Gather every line of the material below that contains the word "yellow", and list each one in full. Matching is case-sensitive.

## Extracted data entries
----------------

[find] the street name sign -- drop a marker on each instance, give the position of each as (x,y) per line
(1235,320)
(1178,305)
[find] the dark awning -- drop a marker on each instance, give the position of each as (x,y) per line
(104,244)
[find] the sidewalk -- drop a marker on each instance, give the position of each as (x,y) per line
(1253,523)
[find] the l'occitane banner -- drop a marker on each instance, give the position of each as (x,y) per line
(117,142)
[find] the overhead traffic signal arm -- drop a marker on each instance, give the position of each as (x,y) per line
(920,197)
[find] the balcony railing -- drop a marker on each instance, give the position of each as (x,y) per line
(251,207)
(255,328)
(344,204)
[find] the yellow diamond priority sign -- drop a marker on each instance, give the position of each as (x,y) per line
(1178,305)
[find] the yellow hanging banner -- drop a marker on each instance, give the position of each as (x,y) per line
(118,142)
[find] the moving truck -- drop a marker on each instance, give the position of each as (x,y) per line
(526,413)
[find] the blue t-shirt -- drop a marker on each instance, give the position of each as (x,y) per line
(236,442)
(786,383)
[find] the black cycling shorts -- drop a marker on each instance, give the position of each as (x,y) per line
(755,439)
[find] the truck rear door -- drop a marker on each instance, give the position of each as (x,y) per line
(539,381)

----------------

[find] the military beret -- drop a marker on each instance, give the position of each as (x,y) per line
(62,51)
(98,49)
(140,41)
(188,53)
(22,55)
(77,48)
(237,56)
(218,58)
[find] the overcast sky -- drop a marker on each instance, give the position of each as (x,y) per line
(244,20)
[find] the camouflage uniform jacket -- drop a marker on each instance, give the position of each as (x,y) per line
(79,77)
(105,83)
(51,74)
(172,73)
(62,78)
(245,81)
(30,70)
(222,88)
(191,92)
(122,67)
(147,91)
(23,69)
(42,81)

----------------

## WRITTEN SOLUTION
[find] the yellow diamond priority sign -- drop a marker on each instance, give the position of each as (x,y) per line
[find] the yellow hanging banner -- drop a marker on each instance, give the position of each as (x,y) per line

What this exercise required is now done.